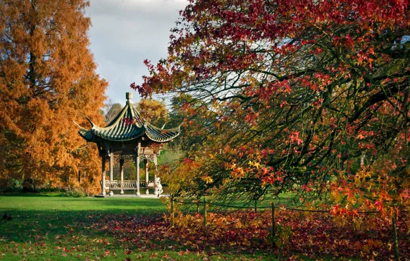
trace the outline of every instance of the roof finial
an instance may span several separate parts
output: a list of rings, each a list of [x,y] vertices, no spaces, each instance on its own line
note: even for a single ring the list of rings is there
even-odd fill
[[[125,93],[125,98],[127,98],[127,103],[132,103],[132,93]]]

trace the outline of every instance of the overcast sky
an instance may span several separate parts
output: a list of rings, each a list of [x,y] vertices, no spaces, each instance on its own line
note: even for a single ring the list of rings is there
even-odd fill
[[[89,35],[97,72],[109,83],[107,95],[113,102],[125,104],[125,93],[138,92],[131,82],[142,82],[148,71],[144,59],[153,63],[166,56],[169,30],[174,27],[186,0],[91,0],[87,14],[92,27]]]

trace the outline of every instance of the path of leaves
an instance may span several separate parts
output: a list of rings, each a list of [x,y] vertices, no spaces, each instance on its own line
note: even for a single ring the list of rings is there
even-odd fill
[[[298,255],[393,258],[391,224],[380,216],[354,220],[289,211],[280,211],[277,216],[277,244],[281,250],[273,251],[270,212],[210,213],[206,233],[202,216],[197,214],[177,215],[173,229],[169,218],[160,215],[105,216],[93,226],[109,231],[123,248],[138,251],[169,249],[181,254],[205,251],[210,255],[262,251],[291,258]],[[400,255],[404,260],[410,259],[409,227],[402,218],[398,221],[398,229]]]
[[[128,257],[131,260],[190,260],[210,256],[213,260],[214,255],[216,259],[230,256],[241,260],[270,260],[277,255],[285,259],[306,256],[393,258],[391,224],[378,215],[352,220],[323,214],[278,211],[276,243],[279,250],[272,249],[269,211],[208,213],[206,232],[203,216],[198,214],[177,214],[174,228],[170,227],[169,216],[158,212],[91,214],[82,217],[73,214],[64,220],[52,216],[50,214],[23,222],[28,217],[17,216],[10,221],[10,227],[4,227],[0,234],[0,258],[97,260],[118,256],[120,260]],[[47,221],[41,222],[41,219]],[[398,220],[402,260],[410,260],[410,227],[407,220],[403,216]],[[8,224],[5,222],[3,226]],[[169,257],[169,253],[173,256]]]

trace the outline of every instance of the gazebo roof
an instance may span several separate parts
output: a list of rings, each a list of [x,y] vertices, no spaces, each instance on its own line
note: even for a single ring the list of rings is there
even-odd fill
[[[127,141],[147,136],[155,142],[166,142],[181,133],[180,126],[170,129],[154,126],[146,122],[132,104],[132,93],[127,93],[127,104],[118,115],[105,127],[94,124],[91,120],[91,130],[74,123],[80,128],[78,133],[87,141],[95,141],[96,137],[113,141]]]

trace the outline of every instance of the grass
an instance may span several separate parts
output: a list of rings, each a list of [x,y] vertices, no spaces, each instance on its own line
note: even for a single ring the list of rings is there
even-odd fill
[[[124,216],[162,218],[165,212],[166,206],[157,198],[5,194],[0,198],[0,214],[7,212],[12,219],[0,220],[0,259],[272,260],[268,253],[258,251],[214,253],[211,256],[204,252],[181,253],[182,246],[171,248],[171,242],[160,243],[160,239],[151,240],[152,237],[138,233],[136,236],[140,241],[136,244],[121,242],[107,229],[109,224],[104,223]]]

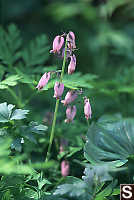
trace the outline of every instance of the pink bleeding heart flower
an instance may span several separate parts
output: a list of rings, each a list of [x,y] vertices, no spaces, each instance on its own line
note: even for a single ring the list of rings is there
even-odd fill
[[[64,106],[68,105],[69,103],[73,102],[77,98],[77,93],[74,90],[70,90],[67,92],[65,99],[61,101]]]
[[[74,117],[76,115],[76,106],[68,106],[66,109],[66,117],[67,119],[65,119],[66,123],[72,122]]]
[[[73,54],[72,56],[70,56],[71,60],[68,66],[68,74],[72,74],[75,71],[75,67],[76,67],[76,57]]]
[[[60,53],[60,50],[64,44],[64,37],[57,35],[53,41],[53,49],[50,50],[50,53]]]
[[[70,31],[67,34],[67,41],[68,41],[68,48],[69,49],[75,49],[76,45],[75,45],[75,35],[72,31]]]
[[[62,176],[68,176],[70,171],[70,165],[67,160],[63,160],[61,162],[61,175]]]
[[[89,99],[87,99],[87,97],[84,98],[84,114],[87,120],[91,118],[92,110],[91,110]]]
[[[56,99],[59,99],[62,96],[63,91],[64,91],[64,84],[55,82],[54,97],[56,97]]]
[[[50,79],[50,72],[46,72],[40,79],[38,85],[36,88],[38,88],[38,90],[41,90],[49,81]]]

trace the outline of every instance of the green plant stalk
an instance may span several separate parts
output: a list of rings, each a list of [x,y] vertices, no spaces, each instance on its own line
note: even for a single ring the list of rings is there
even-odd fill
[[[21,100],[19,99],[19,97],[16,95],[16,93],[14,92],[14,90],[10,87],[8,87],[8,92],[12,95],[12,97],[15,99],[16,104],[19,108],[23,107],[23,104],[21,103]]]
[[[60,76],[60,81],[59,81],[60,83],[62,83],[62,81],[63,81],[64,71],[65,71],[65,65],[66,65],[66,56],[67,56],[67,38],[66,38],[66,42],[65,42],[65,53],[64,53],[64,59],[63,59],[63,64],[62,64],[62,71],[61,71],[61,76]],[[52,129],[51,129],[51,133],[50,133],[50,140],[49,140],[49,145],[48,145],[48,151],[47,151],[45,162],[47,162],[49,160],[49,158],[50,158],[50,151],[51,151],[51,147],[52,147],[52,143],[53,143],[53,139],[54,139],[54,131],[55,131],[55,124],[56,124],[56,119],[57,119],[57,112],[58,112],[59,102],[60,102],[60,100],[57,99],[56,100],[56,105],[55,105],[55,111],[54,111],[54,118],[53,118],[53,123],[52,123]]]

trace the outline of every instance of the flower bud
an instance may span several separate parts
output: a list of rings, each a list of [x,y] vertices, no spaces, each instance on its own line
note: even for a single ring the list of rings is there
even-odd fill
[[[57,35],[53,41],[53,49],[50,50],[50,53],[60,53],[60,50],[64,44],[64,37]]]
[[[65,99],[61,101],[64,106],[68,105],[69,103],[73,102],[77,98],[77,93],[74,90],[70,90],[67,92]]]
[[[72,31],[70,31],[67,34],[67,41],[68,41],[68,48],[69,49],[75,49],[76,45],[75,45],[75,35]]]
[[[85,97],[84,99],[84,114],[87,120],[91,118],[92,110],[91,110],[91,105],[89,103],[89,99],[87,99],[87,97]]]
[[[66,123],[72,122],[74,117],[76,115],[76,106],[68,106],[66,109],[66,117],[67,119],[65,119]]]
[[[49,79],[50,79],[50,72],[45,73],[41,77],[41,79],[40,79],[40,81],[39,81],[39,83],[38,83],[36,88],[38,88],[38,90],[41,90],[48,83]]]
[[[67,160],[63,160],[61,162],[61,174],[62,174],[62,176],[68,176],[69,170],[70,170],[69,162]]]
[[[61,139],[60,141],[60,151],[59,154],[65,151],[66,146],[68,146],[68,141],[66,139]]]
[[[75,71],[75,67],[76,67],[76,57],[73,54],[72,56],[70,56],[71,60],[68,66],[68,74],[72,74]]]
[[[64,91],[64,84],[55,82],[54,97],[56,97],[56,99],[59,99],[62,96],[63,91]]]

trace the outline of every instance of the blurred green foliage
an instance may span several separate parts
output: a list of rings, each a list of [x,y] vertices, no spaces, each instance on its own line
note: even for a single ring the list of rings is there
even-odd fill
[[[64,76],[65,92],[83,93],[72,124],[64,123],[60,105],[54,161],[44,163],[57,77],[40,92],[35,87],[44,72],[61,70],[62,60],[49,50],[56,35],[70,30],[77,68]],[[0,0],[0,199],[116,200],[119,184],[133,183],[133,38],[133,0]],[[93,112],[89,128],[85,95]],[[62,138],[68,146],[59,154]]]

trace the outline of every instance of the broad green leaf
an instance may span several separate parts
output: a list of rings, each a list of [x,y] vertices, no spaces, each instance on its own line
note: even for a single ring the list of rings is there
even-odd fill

Stated goal.
Render as a JSON list of strings, one string per line, the lines from the start of the records through the line containing "[[[125,93],[125,98],[127,98],[127,103],[132,103],[132,93]]]", both included. Omit blank lines and leave the pictures out.

Reply.
[
  "trace the outline of every instance of the roof finial",
  "an instance may span several separate parts",
  "output: a list of rings, each a list of [x,y] vertices, no spaces, each instance on its own line",
  "note: even for a single ring the list of rings is there",
  "even-odd fill",
  "[[[125,93],[125,98],[127,98],[127,103],[132,103],[132,93]]]"
]